-- START OF Passage shown --

Thursday, November 13, 2008

Cheech and Chong lighting up stages again

Cheech and Chong lighting up stages again

http://www.chicagotribune.com/features/arts/chi-cheech-chong-1107nov07,0,1459226.story

By Benjamin Ortiz | Special to the Tribune
November 7, 2008

They were just two wild-haired vatos locos­crazy, heavy-duty
dudes­who got their heads together in the '60s and decided to smoke
dope and play music for a living. Along the way, they jammed with
Hendrix, opened for the Stones, bopped around London with Peter
Sellers and shot hoops against Kareem Abdul-Jabbar and Bob Dylan.

Mixing Laurel and Hardy with The Merry Pranksters, they created "hard
rock comedy," a fusion of musical counter-culture and improvisational
sketch-humor, planting the seeds for Beavis and Butt-Head, Harold and
Kumar and the picaresque weed-run as epic cinematic quest.

After nine top-selling records and a Grammy, eight feature films and
their ascent to pop-culture icons, followed by a quarter-century of
being broken up, the hippie and the low-rider are back on the road.
Richard "Cheech" Marin, 62, and Tommy Chong, 70, are passing the
peace pipe for their Light Up America Tour, a flashback more than a
generation in the making.

"I remember very vividly taking Cheech's hand to do a bow at the end
[of our last show], and that was it," Chong says in a telephone
interview. "But there was something we had together. … I guess time
heals all wounds."

In separate interviews from Los Angeles, the duo confirm that they've
sparked the creative flame once again, working out the artistic
differences that split them up. "Even the day before we decided [to
tour] we had a big blowout," says Cheech. But the tour "had to be now
or never, because we're not getting any younger."

The passing of George Carlin creates a backdrop for their reunion as
"foot soldiers for the cultural revolution" of their generation. As
Cheech puts it, "We're the last of a dying breed."

Even their first meeting sounds like a joke: A hippie
Chinese-Canadian Motown guitarist (Chong) and a draft-dodging Chicano
pottery artist (Cheech) walked into a Vancouver strip joint in 1968.
Cheech said their "cultural outsider point-of-view" fueled their art.

-- END OF Passage shown --
-- START OF Information provided --

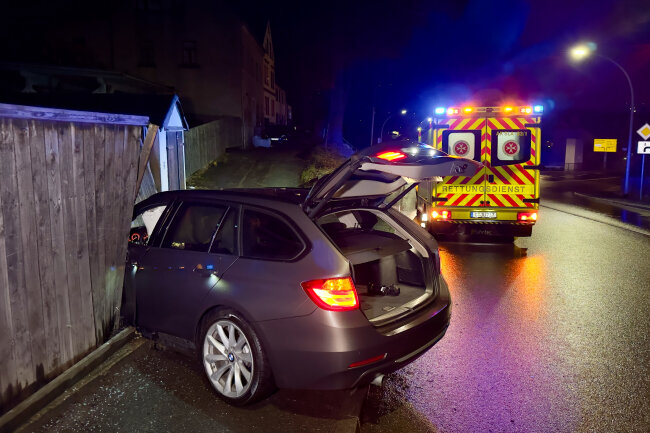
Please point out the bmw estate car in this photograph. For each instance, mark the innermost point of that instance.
(327, 288)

-- END OF Information provided --

(Work to complete)
Resume the Cheech and Chong reunion article after its last sentence. The lines above were taken from a different source than the article.

(Solved exercise)
After their mid-'80s break-up, Cheech pursued a more conventional
career in movies and TV ("Nash Bridges"), while Chong continued doing
stand-up, with a detour on "That '70s Show" and a nine-month prison
stint from a federal bong sting. Chong wrote about it in his
best-selling "The I Chong" (2006), followed by this year's "Cheech &
Chong: The Unauthorized Autobiography."

He still wasn't talking much to Cheech when he penned that rollicking
tale of smoking pot, jamming and playing basketball with a wild cast
of characters like in their movies, from Redd Foxx to Geraldo Rivera.
But in e-mail exchanges moderated by his son Paris, Chong said to
Cheech, "If we can't work together, why can't we just be friends?"
This started them on the path to reconciliation, but there still is
tension. Chong says, "My son e-mailed my response to Cheech, so it
wouldn't be nasty."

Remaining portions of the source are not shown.